**TEXTO MOSTRADO:**
# Feliz cumpleanos de poetpenpassion!



## poetpenpassion

Amigos, hoy, el 19 de septiembre, tengo cumpleanos. Mis primeros regalos son de mi mamita. Me ha regalado el libro de "Los secretos de la letra" (sobre grafologia) y un bloquenota muy bonito. Yelena.


----------



## RIU

Felicidades reina, y a seguir cumpliendo. Traigo cava.


----------



## Juan Jacob Vilalta

Muchas felicidades.
Y como también es el mío, venga esto: 

http://www.google.com.mx/imgres?imgurl=http://www.spiritscorner.com/imgcat/herradura_blanco.jpg&imgrefurl=http://www.spiritscorner.com/scriptscatalogoesp/buscar.asp%3FK%3DDetalle%26IdProducto%3D8232&h=417&w=170&sz=16&tbnid=ehTW0cNRAZdvAM:&tbnh=90&tbnw=37&prev=/search%3Fq%3Dtequila%2Bherradura%2Bblanco%26tbm%3Disch%26tbo%3Du&zoom=1&q=tequila+herradura+blanco&docid=P7dMiKSbQ7CVFM&hl=es&sa=X&ei=nVt3TqqdHc3HsQLCyfSLBQ&ved=0CEMQ9QEwBw&dur=172


----------



## RIU

¡JUAS! ¡Callado lo tenías! Felicidades también.


----------



## poetpenpassion

Hola, gracias, mis amores, los quiero mucho. Juan Jacob, feliz cumple, te deseo todo lo mejor, salud, amor, sonrisas, mares de placeres.

**EJERCICIO PLANTEADO:**
Enumera, sin repetir ninguno, los nombres de usuario que firman mensajes en el texto. Los registros no hacen falta para resolver este ejercicio.

**REGISTROS PROPORCIONADOS:**

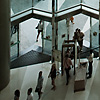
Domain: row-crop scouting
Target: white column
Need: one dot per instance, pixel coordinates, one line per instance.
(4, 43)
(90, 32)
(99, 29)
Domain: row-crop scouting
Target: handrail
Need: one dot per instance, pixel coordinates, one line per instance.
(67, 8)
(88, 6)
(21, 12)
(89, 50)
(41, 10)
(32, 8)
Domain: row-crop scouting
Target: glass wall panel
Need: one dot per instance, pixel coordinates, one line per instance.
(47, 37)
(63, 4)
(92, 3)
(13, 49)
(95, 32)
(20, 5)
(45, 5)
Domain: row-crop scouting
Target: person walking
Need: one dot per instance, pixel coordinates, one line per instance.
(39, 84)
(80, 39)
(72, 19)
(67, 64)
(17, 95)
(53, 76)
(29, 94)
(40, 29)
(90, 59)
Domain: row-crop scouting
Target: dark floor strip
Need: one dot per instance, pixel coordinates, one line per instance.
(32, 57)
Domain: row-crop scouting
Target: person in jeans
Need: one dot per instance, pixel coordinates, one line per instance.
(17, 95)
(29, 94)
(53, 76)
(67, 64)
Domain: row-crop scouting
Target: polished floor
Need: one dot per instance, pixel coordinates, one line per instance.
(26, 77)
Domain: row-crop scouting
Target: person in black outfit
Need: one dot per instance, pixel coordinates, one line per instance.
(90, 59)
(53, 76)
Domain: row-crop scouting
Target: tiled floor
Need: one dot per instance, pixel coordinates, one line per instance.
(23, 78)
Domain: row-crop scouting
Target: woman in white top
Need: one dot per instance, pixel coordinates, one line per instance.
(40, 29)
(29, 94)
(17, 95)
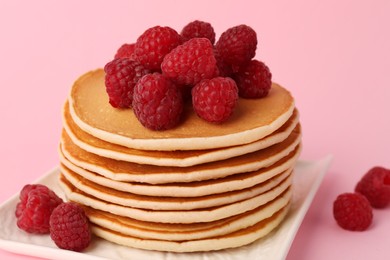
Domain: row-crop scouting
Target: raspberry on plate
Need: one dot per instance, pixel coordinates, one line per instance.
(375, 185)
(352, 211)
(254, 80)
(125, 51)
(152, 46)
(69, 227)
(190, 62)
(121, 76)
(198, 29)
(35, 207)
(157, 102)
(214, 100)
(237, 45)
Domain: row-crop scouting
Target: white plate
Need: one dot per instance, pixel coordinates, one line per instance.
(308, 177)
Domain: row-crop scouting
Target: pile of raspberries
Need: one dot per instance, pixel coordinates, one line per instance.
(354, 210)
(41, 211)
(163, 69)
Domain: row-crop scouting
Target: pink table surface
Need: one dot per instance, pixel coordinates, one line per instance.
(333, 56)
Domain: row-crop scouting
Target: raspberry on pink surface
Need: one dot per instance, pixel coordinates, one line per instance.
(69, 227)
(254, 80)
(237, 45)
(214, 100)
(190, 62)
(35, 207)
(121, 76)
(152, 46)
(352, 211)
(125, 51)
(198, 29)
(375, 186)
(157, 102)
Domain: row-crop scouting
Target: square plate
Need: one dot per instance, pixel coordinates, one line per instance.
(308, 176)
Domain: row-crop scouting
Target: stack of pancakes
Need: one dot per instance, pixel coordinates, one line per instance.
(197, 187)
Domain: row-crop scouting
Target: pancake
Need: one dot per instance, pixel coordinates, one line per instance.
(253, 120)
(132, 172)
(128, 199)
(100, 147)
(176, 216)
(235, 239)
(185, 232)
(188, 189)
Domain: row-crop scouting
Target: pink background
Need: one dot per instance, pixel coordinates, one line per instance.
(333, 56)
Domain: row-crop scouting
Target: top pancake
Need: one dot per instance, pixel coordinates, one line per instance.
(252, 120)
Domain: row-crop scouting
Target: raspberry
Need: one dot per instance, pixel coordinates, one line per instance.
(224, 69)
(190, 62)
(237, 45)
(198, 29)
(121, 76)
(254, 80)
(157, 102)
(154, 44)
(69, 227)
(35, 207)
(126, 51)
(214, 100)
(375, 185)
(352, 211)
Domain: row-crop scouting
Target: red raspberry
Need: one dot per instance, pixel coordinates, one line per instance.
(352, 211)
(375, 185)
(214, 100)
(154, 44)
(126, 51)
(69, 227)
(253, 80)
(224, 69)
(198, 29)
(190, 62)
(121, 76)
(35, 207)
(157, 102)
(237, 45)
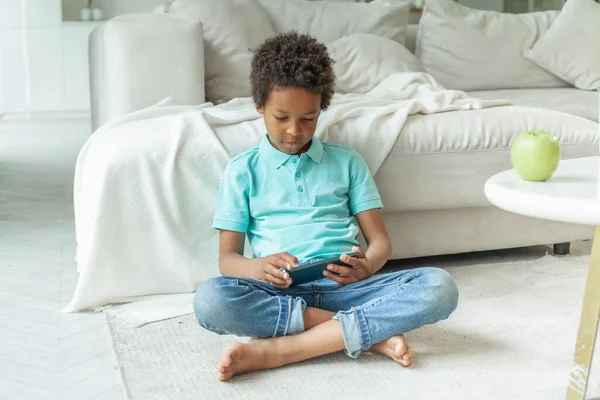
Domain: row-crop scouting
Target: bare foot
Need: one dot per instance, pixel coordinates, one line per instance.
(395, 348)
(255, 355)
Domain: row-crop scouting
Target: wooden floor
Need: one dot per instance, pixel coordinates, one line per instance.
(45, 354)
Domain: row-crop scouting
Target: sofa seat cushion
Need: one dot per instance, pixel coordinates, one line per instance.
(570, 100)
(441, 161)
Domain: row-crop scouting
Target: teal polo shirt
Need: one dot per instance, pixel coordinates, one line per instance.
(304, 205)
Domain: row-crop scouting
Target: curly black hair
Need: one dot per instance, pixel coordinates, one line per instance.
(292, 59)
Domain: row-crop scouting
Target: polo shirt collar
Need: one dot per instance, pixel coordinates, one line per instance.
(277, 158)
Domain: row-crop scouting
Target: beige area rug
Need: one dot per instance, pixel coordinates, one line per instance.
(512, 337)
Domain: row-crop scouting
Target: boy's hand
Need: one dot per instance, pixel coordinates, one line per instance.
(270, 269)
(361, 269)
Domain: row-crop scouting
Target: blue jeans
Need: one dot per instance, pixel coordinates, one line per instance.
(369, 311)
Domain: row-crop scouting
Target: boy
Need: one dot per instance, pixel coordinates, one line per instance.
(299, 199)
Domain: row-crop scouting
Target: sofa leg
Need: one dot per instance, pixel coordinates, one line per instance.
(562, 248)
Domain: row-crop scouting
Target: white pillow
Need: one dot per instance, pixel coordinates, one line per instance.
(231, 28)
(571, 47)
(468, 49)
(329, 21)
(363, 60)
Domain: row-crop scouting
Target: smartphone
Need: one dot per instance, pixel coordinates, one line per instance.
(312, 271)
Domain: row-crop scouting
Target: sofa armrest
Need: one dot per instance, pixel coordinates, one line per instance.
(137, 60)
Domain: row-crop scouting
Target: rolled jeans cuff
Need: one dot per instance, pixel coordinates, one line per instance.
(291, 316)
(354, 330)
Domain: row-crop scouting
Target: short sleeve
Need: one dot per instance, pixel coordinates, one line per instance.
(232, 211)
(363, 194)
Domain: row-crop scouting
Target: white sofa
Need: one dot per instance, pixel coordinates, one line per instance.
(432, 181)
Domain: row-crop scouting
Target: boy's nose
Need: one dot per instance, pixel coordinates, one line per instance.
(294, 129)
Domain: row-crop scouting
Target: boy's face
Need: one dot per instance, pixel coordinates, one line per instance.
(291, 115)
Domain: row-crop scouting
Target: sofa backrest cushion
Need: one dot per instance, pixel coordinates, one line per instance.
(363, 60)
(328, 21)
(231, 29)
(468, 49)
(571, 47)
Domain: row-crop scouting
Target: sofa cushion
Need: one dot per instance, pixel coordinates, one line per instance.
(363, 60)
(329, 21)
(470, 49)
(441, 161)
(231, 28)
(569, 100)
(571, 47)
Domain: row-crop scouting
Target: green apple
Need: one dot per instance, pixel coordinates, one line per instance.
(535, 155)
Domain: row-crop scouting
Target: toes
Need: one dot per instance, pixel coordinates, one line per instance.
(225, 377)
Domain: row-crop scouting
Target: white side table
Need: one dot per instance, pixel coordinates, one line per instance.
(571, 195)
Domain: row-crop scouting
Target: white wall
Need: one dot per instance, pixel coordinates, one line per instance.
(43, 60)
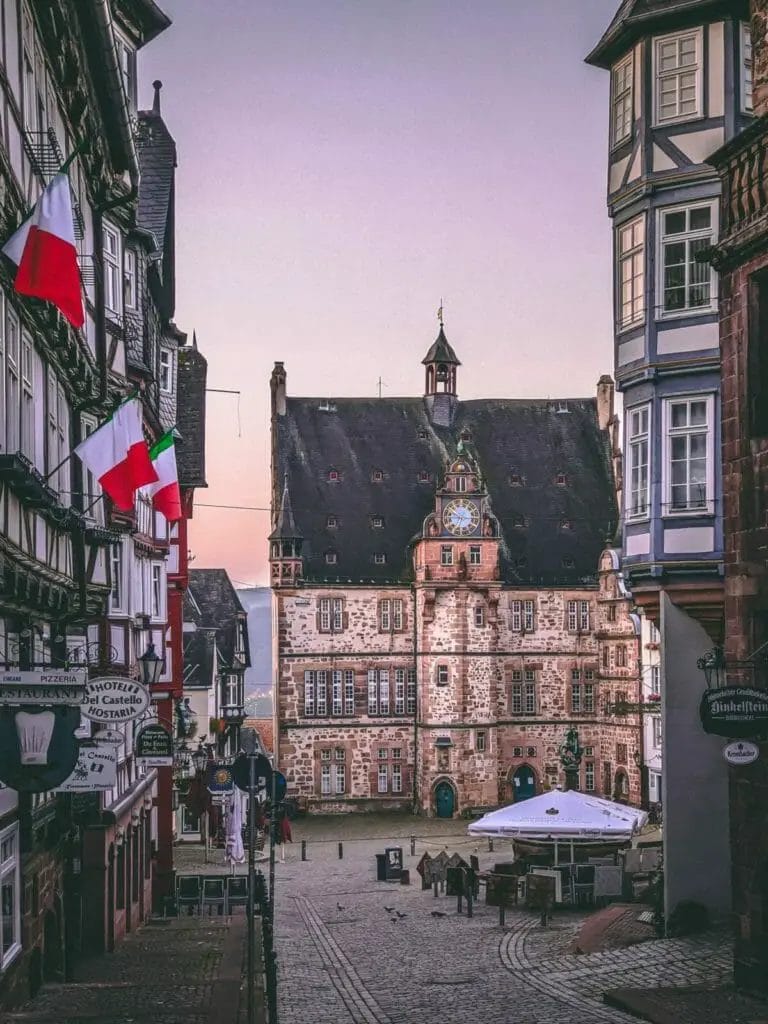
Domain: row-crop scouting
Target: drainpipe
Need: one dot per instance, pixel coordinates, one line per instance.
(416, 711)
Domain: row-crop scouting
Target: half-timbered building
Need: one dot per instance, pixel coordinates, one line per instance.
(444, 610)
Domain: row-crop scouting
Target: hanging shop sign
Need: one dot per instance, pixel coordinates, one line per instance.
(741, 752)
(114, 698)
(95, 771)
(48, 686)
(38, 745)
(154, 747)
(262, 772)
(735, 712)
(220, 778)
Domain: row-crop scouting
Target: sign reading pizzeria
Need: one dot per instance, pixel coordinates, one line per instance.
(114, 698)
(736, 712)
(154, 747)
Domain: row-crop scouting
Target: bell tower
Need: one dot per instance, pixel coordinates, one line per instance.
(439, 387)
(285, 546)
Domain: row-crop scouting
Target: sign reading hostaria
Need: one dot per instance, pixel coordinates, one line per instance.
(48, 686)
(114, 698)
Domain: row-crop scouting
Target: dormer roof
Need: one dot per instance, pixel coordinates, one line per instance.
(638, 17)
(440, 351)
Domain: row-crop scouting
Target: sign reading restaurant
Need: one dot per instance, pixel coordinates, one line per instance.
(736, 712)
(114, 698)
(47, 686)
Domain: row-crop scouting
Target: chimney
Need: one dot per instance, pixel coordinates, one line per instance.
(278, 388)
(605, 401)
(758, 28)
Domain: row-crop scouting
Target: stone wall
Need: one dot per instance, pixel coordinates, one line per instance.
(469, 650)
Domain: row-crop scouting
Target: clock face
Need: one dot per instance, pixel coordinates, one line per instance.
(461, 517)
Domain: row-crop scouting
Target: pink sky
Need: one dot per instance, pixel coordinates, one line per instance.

**RESPUESTA:**
poetpenpassion, RIU, Juan Jacob Vilalta